TASK TO COMPLETE
From the records below, copy out each line that has the word "lapel".

[Source records]
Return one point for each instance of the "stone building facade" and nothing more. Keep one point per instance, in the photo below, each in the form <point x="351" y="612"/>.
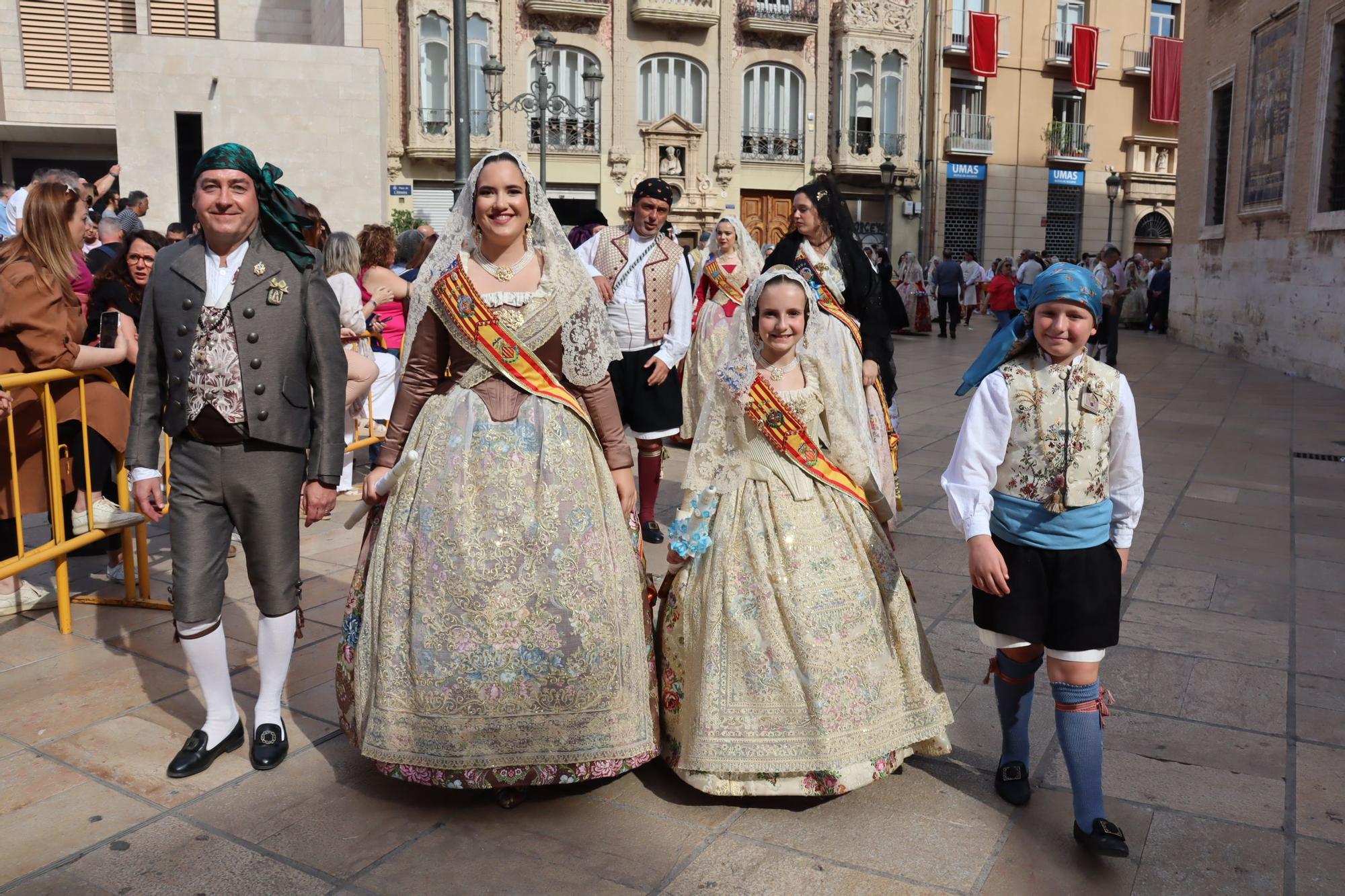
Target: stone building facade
<point x="1261" y="225"/>
<point x="736" y="101"/>
<point x="151" y="83"/>
<point x="1022" y="159"/>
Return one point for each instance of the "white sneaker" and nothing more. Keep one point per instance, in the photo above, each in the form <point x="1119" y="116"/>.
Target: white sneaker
<point x="28" y="598"/>
<point x="106" y="516"/>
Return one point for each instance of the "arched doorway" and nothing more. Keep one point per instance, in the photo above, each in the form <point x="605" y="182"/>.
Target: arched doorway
<point x="1155" y="236"/>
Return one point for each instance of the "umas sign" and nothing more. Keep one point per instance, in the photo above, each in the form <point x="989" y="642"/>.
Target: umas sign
<point x="961" y="171"/>
<point x="1066" y="178"/>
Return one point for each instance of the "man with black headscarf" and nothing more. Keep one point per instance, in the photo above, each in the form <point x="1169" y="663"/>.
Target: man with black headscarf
<point x="240" y="365"/>
<point x="648" y="288"/>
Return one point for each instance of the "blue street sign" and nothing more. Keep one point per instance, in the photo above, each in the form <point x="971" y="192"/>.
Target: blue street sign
<point x="1066" y="177"/>
<point x="962" y="171"/>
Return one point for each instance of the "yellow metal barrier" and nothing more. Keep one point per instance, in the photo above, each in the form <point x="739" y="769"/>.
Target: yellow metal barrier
<point x="135" y="542"/>
<point x="60" y="546"/>
<point x="364" y="341"/>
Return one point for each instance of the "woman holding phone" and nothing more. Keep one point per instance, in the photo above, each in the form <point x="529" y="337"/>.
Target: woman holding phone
<point x="40" y="330"/>
<point x="120" y="287"/>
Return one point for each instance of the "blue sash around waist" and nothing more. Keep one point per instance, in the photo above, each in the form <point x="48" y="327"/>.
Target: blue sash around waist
<point x="1027" y="522"/>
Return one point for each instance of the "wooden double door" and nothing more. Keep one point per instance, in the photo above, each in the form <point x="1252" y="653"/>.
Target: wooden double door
<point x="767" y="216"/>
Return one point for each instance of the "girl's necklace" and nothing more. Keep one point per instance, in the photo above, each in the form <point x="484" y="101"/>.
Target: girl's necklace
<point x="504" y="272"/>
<point x="778" y="373"/>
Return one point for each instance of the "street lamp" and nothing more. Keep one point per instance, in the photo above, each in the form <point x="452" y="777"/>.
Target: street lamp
<point x="541" y="100"/>
<point x="1113" y="192"/>
<point x="888" y="175"/>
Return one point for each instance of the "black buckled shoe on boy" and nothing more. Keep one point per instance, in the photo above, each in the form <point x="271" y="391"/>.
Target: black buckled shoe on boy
<point x="1105" y="838"/>
<point x="270" y="747"/>
<point x="1012" y="783"/>
<point x="194" y="758"/>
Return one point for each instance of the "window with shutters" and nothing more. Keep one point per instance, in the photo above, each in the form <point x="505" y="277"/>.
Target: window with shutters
<point x="185" y="18"/>
<point x="1065" y="220"/>
<point x="1331" y="193"/>
<point x="1221" y="132"/>
<point x="68" y="45"/>
<point x="673" y="84"/>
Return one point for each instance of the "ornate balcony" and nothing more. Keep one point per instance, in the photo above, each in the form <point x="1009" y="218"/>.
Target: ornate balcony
<point x="578" y="9"/>
<point x="969" y="135"/>
<point x="867" y="143"/>
<point x="779" y="17"/>
<point x="1059" y="40"/>
<point x="1137" y="54"/>
<point x="1069" y="142"/>
<point x="564" y="134"/>
<point x="773" y="146"/>
<point x="439" y="123"/>
<point x="957" y="36"/>
<point x="683" y="14"/>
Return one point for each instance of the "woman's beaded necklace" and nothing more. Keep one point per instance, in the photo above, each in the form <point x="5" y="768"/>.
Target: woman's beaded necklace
<point x="778" y="373"/>
<point x="504" y="272"/>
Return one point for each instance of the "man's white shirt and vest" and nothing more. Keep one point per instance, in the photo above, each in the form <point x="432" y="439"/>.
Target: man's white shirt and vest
<point x="652" y="303"/>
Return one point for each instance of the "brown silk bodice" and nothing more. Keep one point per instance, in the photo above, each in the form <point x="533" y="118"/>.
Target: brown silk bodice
<point x="436" y="361"/>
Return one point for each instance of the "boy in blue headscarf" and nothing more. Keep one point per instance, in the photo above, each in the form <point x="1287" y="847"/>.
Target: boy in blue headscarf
<point x="1047" y="486"/>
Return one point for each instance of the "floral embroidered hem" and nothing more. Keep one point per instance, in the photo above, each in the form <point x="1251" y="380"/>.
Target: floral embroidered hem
<point x="814" y="783"/>
<point x="517" y="776"/>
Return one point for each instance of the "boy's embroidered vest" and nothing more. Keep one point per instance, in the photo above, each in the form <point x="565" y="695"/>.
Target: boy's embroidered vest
<point x="1061" y="444"/>
<point x="614" y="249"/>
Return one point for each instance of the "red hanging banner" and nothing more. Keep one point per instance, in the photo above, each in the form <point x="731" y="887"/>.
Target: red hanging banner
<point x="1165" y="81"/>
<point x="1085" y="40"/>
<point x="985" y="44"/>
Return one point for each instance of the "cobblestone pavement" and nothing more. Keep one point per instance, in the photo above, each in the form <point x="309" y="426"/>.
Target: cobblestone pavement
<point x="1226" y="751"/>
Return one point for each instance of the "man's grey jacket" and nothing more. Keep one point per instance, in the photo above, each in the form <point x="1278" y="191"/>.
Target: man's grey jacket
<point x="290" y="354"/>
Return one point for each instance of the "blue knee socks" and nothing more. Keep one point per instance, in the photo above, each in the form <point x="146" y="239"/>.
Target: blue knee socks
<point x="1015" y="698"/>
<point x="1081" y="740"/>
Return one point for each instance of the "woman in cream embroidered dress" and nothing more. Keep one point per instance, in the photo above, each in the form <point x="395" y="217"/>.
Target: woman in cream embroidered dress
<point x="740" y="260"/>
<point x="498" y="635"/>
<point x="793" y="661"/>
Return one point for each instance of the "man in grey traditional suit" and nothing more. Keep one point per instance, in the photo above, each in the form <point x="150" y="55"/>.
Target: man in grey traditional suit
<point x="241" y="365"/>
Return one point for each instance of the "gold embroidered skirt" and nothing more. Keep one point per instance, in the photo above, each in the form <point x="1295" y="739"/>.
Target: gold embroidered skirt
<point x="793" y="661"/>
<point x="498" y="634"/>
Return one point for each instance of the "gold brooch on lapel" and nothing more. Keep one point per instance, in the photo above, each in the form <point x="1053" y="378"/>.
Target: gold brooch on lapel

EXPECTED OUTPUT
Return one point for each instance of the "gold brooch on lapel" and nothing more. Keep one point per instance, in the photo above, each in the form <point x="1053" y="378"/>.
Target: gold brooch on lapel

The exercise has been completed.